-- Start Dataset records --
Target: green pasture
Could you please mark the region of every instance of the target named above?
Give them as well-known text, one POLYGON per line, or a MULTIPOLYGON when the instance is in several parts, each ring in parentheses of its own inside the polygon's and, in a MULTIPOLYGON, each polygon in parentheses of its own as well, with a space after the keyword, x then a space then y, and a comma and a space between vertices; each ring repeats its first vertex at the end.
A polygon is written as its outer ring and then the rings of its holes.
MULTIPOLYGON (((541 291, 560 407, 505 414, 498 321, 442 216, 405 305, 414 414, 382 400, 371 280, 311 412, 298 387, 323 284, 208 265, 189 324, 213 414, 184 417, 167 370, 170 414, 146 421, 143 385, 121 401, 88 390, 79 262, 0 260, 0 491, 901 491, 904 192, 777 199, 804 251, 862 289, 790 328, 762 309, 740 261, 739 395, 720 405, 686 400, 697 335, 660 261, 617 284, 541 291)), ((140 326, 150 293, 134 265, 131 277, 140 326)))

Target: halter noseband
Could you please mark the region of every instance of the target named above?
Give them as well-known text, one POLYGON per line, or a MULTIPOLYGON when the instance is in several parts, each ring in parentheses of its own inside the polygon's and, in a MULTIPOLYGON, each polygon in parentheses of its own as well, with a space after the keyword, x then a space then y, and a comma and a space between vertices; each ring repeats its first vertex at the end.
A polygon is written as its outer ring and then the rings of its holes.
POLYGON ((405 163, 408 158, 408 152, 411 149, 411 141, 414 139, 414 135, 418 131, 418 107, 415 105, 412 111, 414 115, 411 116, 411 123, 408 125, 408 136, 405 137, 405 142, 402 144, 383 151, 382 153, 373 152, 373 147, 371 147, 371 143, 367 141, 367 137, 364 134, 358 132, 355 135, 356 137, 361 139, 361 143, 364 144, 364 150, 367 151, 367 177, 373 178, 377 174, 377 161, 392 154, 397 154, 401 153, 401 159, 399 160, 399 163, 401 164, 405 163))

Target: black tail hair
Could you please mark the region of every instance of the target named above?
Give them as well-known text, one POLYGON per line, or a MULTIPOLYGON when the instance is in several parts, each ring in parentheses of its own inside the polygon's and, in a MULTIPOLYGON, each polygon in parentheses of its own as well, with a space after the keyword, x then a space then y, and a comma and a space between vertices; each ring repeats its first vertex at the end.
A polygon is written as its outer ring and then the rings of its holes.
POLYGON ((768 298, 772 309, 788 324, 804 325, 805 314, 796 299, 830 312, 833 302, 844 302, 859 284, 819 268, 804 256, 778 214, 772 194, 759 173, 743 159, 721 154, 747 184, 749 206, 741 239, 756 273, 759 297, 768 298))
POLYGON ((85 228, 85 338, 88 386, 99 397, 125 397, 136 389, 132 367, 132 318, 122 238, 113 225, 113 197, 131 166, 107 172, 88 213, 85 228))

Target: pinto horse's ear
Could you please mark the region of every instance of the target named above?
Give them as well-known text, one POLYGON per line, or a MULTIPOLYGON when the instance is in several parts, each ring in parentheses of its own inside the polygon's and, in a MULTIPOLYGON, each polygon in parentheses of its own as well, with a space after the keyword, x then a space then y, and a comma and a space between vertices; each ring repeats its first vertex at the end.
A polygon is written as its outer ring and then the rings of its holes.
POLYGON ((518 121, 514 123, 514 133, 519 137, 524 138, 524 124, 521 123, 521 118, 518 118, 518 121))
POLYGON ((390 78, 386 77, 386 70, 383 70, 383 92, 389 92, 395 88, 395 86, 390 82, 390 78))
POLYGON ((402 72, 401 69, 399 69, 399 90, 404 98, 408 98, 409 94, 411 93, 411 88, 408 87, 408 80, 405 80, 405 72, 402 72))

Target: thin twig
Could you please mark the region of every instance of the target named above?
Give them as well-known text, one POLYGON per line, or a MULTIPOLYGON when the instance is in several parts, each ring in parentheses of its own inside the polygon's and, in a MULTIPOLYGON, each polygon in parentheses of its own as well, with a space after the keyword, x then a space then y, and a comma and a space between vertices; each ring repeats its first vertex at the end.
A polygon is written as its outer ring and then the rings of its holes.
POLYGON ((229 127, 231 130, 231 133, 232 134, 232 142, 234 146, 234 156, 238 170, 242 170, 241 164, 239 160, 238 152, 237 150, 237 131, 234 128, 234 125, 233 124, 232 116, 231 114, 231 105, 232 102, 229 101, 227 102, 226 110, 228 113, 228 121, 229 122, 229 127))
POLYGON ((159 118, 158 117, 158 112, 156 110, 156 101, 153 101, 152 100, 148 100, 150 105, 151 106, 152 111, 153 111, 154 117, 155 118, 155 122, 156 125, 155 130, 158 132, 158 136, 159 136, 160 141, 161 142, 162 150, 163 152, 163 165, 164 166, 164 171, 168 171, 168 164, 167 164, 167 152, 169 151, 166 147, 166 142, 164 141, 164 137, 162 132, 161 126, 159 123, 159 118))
-- End Dataset records --
-- Start Dataset records --
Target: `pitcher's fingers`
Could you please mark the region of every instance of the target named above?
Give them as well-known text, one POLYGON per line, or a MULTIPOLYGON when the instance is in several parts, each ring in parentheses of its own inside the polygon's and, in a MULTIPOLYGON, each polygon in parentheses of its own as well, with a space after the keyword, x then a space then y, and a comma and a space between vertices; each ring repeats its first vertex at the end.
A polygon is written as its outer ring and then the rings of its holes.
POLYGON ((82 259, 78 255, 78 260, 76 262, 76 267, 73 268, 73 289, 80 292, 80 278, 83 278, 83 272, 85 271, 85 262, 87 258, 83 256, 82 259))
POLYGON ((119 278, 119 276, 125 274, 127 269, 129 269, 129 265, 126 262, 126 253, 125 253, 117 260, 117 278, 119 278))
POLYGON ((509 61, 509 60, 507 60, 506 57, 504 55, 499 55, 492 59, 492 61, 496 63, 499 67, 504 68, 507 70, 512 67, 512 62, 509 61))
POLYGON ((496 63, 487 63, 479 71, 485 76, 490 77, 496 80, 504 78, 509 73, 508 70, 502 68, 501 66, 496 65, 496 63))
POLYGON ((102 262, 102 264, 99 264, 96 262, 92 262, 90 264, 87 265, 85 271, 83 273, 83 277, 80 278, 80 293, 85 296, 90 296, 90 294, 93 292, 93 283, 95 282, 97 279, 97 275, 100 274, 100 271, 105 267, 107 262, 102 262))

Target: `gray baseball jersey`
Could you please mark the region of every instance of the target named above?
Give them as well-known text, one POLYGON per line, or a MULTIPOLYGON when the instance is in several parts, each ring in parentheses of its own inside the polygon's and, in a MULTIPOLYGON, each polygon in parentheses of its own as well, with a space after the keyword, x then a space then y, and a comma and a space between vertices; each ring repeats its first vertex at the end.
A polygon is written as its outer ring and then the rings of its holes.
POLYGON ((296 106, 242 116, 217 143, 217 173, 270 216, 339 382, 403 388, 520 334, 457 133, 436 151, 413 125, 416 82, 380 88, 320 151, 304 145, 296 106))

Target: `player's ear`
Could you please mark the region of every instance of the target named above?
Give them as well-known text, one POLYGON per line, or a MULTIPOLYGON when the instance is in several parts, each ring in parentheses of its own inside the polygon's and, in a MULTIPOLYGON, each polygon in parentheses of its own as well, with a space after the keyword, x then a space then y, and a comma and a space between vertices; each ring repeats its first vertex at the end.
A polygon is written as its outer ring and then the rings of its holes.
-- End Dataset records --
_Required work_
Duplicate the records above from the line with "Target: black tail hair" to the line with "POLYGON ((85 228, 85", both lines included, reproducing each one without any change.

_Task response_
Target: black tail hair
Could you please mark the region of every instance of the target named above?
Give them as well-known text, one POLYGON per line, or a MULTIPOLYGON when the instance is in several parts, each ring in parentheses of its own inside the polygon's and, in a MULTIPOLYGON, each polygon in parentheses of its own as well, with a space after the keyword, x then a space then y, and a comma and a space between vertices; each ring repeats its first vertex at the end.
A polygon is written as its outer ring and then the rings of its holes.
POLYGON ((768 298, 772 309, 788 324, 804 325, 805 314, 796 299, 830 312, 833 302, 844 302, 859 284, 819 268, 804 256, 778 214, 772 194, 759 173, 743 159, 721 154, 747 184, 749 206, 741 239, 756 273, 759 297, 768 298))
POLYGON ((85 228, 85 338, 88 386, 99 397, 125 397, 136 389, 132 367, 132 318, 122 238, 113 225, 113 197, 131 166, 107 172, 88 213, 85 228))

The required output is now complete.